## TASK BRIEF
Write out each record below exactly as it appears, with no pictures.

* Start RECORDS FOR THIS TASK *

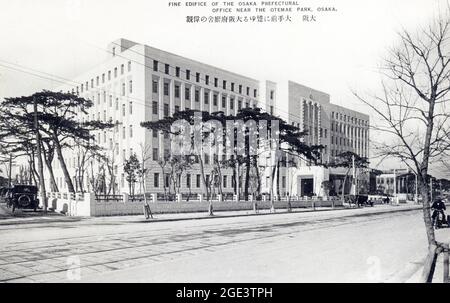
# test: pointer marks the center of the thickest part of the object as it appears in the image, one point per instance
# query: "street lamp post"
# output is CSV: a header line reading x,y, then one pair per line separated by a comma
x,y
417,189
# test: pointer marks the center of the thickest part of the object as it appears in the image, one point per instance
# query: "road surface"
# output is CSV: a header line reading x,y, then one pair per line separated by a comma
x,y
332,246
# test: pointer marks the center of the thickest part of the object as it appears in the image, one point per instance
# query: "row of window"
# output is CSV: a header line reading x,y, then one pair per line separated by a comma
x,y
224,182
343,141
349,130
187,95
207,80
104,119
85,86
348,118
166,109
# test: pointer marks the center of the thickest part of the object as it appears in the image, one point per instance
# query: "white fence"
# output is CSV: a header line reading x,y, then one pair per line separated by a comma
x,y
90,205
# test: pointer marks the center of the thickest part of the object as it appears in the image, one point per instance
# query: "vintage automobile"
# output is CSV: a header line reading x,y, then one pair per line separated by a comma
x,y
22,197
3,192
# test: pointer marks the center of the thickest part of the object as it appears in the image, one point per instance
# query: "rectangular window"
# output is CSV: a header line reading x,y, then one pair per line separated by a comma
x,y
166,89
197,181
156,180
188,180
197,95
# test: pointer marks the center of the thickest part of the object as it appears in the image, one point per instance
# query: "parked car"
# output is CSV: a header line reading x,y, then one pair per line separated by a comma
x,y
22,197
3,193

* End RECORDS FOR THIS TASK *

## RESULT OF THE EXERCISE
# test: pointer marks the center of the thickest part of the object as it appears in the image, one point per instance
# query: "street lamp post"
# output is CSV: a header line reading x,y, then one pair per line separated by a comma
x,y
417,189
# test: pointer marks the center of the thickest part of the object as it appears in the image, one point per instance
# query: "road surface"
# output is CSV: a header line reading x,y, then one pair per line separated by a comma
x,y
332,246
# test: pointer marks the center of the thickest part of the object as it appears in the image, one point per instance
# query: "row of window"
# output is CSV: a header line reading x,y, then one pair per line separated by a comma
x,y
224,182
343,141
349,130
187,95
207,80
104,119
85,86
348,118
166,109
# test: pointer marks the center of the thickest part of the object as it appears in the image, one point per instance
# query: "white fence"
# output is CSV: a header line reading x,y, then one pair per line separated by a comma
x,y
90,205
# test: pointer marks the center of the thickest part of the object as it appears in the image, one point per instance
# query: "vintage automobile"
# output is CSV: a header line reading x,y, then one pair per line separated by a comma
x,y
22,197
3,192
# test: pointer marks the center of the thickest part of the object as it appears in the image, one point per instance
# query: "rectangular window"
# output is CSV: a header line reading x,y, then one pair per line separated by a comma
x,y
166,89
197,181
156,180
188,180
197,95
# test: pointer marks the center of the thickest part of the object as it appears in the image, one point per instance
# query: "parked car"
# output is CSV: a header line reading x,y, then one pair per line separated by a comma
x,y
22,197
3,193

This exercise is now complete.